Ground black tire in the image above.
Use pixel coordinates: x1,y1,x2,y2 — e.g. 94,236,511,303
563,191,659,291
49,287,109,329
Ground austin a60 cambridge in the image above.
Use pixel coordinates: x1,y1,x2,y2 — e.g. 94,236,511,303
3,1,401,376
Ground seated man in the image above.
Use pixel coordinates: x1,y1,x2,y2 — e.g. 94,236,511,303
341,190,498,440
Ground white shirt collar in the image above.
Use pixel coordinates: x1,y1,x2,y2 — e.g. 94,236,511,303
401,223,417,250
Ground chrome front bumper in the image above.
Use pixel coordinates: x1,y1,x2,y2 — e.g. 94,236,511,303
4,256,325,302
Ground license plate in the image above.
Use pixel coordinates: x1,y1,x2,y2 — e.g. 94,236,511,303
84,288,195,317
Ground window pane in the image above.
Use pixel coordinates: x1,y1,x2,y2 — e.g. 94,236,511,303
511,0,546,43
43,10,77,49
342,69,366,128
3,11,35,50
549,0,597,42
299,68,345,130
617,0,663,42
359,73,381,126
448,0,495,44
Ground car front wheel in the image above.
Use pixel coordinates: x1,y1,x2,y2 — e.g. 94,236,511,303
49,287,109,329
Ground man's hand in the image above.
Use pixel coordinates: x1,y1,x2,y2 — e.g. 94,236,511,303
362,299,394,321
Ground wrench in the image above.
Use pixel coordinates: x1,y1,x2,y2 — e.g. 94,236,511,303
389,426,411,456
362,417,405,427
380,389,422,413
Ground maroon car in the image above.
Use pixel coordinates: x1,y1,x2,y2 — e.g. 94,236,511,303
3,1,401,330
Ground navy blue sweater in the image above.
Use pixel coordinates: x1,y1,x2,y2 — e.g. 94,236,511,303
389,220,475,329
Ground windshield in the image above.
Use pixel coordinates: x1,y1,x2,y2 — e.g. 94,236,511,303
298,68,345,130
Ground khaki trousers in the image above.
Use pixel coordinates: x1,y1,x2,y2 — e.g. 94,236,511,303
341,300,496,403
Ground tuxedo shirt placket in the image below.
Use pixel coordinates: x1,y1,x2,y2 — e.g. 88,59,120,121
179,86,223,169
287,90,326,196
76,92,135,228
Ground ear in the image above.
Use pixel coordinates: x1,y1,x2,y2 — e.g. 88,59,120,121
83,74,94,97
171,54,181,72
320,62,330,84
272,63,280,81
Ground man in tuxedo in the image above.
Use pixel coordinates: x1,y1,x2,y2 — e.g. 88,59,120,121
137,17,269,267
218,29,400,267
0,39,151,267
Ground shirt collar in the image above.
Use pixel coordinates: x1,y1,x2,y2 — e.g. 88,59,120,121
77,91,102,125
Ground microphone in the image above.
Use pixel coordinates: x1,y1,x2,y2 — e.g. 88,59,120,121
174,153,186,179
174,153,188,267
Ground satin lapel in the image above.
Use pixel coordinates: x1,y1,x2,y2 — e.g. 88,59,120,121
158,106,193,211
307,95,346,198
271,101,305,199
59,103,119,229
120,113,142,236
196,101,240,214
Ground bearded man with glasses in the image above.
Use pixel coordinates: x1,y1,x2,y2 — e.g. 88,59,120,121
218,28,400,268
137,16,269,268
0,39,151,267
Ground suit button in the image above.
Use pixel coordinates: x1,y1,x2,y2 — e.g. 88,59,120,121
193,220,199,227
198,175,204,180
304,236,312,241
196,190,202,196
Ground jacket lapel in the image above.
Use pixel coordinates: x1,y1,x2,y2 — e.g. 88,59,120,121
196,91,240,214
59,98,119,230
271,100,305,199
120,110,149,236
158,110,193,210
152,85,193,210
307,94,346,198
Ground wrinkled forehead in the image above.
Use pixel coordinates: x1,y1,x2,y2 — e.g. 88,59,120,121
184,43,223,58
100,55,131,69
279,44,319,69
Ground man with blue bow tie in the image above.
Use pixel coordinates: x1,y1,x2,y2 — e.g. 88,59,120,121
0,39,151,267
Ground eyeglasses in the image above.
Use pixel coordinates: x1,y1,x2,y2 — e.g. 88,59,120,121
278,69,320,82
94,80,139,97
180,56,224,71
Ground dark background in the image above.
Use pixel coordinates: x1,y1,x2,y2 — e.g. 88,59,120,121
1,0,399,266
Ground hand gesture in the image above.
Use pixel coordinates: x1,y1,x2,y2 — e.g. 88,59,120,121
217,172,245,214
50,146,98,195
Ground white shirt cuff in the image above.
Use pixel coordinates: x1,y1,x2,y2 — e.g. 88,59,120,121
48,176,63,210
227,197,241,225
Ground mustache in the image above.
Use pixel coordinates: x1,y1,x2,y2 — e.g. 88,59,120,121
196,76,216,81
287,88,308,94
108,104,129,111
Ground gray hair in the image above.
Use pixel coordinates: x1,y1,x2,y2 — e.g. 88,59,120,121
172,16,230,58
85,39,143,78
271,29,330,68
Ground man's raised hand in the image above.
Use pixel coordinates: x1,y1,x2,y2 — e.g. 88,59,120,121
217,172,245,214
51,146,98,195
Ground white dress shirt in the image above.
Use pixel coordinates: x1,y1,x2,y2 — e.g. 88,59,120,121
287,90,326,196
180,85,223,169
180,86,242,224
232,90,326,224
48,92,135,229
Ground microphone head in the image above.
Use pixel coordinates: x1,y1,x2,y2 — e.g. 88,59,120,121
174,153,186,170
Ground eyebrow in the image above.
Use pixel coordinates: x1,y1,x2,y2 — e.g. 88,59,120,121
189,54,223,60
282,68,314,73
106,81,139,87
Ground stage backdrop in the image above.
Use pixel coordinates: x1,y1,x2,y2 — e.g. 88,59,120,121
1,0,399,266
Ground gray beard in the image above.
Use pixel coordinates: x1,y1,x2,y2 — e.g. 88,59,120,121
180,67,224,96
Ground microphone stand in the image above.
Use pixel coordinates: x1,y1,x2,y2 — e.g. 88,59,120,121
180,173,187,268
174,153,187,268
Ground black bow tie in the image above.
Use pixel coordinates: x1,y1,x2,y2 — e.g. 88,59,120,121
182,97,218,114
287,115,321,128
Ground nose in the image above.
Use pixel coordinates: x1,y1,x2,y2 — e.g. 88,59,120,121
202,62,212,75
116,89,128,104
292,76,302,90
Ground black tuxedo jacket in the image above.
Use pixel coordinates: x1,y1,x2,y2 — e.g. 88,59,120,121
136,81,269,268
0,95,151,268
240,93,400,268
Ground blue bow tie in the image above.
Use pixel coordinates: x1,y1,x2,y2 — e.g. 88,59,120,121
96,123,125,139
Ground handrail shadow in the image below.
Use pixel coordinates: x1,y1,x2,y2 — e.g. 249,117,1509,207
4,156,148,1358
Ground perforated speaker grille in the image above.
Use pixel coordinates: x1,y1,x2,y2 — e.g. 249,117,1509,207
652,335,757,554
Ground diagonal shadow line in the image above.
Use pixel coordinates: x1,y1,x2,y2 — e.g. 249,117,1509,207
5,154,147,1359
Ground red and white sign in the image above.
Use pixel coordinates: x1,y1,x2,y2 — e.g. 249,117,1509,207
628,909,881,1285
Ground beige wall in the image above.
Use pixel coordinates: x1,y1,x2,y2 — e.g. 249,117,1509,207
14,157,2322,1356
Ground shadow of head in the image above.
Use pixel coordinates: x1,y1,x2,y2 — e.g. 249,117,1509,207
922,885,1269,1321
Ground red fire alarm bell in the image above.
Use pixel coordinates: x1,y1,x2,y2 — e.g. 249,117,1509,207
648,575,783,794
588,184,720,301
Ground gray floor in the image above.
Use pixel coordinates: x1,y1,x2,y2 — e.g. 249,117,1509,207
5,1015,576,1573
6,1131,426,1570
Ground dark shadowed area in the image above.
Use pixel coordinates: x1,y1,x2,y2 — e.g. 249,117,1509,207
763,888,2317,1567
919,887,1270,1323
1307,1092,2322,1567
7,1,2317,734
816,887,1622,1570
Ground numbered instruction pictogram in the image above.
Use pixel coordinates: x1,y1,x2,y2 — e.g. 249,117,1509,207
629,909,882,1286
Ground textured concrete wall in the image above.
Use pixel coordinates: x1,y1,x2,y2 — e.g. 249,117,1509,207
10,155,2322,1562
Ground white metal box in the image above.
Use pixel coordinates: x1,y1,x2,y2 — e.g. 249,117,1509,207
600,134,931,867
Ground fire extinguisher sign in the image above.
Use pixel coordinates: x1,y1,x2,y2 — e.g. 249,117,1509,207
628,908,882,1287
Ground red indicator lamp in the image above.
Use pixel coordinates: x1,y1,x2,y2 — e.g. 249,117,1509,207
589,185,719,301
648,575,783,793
+++
**DIRECTIONS**
Everything above from the line with "Ground white shirt collar in the image above." to the line with "Ground microphone in the image above.", both included, must be repeated exactly, and nothing outside that range.

**REPLY**
Ground white shirt collar in the image above.
Use pixel coordinates: x1,y1,x2,y2 — e.g. 94,236,511,303
401,223,417,250
Ground chrome front bumper in the image above.
Use pixel coordinates: x1,y1,x2,y2 — e.g. 94,236,511,303
4,256,325,302
Ground license plate in the image above.
Use pixel coordinates: x1,y1,x2,y2 — e.g. 94,236,511,303
84,288,195,317
Ground window pane in the image above.
Use pixel coordinates: x1,y1,x2,y2 — e.g. 94,236,511,303
511,0,546,43
43,10,77,49
342,69,366,128
3,11,35,50
549,0,597,42
299,68,345,130
617,0,663,42
359,73,381,126
448,0,495,44
Ground car front wheel in the image above.
Use pixel coordinates: x1,y1,x2,y2 — e.g. 94,236,511,303
49,287,109,329
Ground man's hand in the image above.
Use pixel coordinates: x1,y1,x2,y2 — e.g. 94,236,511,303
362,299,394,321
Ground wrench in the image above.
Use pixel coordinates: x1,y1,x2,y2 — e.g. 94,236,511,303
389,426,411,456
362,417,405,427
380,389,422,413
Ground maroon car in the image above.
Use pixel coordinates: x1,y1,x2,y2 — e.g. 94,236,511,303
3,1,401,330
Ground navy blue sweater in the image above.
Use pixel coordinates: x1,y1,x2,y2 — e.g. 94,236,511,303
389,220,475,329
Ground windshield in the image above.
Use pixel coordinates: x1,y1,x2,y2 — e.g. 94,236,511,303
298,68,345,130
Ground khaki trousers in the image above.
Use pixel coordinates: x1,y1,x2,y2 — e.g. 94,236,511,303
341,300,496,403
Ground tuxedo shirt placket in the image below.
Use pixel coordinates: x1,y1,x2,y2 — e.g. 88,59,120,121
179,86,223,169
287,90,326,196
76,92,135,228
Ground ear in the image above.
Use pixel coordinates: x1,y1,x2,y2 — e.g. 88,59,120,121
83,74,94,97
171,54,181,72
320,62,330,84
272,63,280,81
Ground man in tuxedo in the image above.
Use pixel coordinates: x1,y1,x2,y2 — e.g. 88,59,120,121
137,17,269,267
218,29,400,267
0,39,151,267
Ground shirt collar in the image above.
Use pixel coordinates: x1,y1,x2,y2 — e.g. 88,59,120,121
77,91,102,125
Ground microphone in the image above.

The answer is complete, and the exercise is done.